┌──

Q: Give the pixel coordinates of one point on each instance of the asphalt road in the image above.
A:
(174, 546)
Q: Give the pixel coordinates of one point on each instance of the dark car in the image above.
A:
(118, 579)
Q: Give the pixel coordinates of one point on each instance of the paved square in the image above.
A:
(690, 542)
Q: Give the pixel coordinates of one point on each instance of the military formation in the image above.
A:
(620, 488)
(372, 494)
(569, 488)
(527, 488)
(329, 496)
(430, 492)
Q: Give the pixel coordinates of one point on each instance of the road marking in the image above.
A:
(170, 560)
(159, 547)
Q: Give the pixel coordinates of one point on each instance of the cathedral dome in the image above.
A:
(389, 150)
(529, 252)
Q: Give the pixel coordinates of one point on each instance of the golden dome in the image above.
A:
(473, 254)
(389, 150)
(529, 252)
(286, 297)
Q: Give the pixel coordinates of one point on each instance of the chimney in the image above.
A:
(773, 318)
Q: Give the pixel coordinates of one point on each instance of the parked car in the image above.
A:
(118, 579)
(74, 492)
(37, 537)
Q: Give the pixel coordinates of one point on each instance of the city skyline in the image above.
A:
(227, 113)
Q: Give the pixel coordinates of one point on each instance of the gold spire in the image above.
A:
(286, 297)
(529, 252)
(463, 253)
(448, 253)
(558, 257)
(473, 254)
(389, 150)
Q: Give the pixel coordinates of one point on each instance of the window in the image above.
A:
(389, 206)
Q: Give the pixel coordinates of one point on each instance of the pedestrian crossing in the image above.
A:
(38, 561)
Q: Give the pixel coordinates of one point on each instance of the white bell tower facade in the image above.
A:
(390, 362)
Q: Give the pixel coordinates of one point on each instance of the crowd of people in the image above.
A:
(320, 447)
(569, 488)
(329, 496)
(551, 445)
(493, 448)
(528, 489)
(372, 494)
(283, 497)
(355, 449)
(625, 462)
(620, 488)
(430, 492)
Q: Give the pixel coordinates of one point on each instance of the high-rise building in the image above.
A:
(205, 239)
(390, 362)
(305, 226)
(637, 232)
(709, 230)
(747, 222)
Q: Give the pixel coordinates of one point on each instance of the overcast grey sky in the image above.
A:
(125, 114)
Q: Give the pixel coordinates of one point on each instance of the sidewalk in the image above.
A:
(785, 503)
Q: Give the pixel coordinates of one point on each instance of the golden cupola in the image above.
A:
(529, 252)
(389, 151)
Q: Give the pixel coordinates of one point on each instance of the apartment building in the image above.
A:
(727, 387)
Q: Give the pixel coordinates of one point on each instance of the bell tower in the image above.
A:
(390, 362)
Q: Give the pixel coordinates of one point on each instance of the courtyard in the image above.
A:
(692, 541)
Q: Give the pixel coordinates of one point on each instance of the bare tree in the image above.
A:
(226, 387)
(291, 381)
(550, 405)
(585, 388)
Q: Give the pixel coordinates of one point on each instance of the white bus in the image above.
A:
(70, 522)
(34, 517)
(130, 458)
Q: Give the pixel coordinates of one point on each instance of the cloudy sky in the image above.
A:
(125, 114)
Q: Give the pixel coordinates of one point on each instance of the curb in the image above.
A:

└──

## Assigned task:
Every line of the listing must be written out again exactly.

## Reply to the exercise:
Q: Give the pixel coordinates of one point on each instance of the asphalt road in the image above.
A:
(174, 546)
Q: Give the pixel coordinates of one point on each instance of the dark car in the image above.
A:
(118, 579)
Q: Give the pixel coordinates of one point on each instance of the paved square in the image above.
A:
(690, 542)
Q: Give the pixel coordinates of one point on each instance of the military formation in the image above.
A:
(620, 488)
(372, 494)
(569, 488)
(527, 488)
(329, 496)
(430, 492)
Q: Give the pixel coordinates of one point on each instance of the road marking in the image above.
A:
(170, 560)
(159, 547)
Q: Give the pixel coordinates of one point on each instance of the cathedral dome in the image above.
A:
(389, 150)
(529, 252)
Q: Give the pixel coordinates of one point on each instance of the golden dome in the image above.
A:
(473, 254)
(389, 150)
(529, 252)
(286, 297)
Q: Give the pixel coordinates of one point on each instance of the chimney in the image above.
A:
(773, 318)
Q: Give the pixel coordinates of one point on each instance of the parked car in the image above.
A:
(118, 579)
(74, 492)
(37, 537)
Q: Give the pixel coordinates of one point on each instance of the city skyline in the image above.
A:
(227, 113)
Q: Give the pixel coordinates of one point on each instance of the gold spire in the image above.
A:
(286, 297)
(529, 252)
(463, 253)
(448, 253)
(558, 257)
(473, 254)
(389, 150)
Q: Give the pixel coordinates of one point on each instance of the window in the image above.
A:
(389, 206)
Q: Give the pixel coordinates of one point on each instance of the pedestrian crossing in the image above.
A:
(38, 561)
Q: Give the pixel coordinates of one point on each instance of the white bell tower facade in the image above.
A:
(390, 362)
Q: Give the pixel coordinates of one point on each instance of the crowd of people in the image above.
A:
(320, 447)
(569, 488)
(329, 496)
(551, 445)
(493, 448)
(528, 489)
(372, 494)
(283, 497)
(355, 449)
(625, 462)
(620, 488)
(430, 492)
Q: Give the pixel coordinates of one point on each instance of the high-rise building in the image above.
A:
(205, 239)
(390, 362)
(305, 226)
(637, 232)
(709, 230)
(747, 222)
Q: Give the pixel coordinates of one point on each instance of the overcast grey sky in the image above.
A:
(125, 114)
Q: Give the pixel coordinates of one point on each instance of the sidewalk in the image above.
A:
(785, 503)
Q: Give the pixel coordinates of one point on each instance of the golden cupola in the image above.
A:
(529, 252)
(389, 151)
Q: Give the pixel coordinates of one point on each instance of the apartment building in the image above.
A:
(727, 387)
Q: Give the pixel coordinates of one point on each instance of the bell tower in the image above.
A:
(390, 362)
Q: Give the pixel coordinates of one point on each instance of the courtyard in the image above.
A:
(692, 541)
Q: Give the pixel coordinates of one point on each instance of the bare tree in the image above.
A:
(226, 387)
(291, 381)
(550, 405)
(585, 388)
Q: Give the pixel coordinates of one point on each instance of the white bus in the image above.
A:
(70, 522)
(34, 517)
(130, 458)
Q: Give the pixel coordinates of one point on each instance of the cloudy sky in the image above.
A:
(125, 114)
Q: Give the pixel coordinates of one point on each instance of the curb in the image above.
A:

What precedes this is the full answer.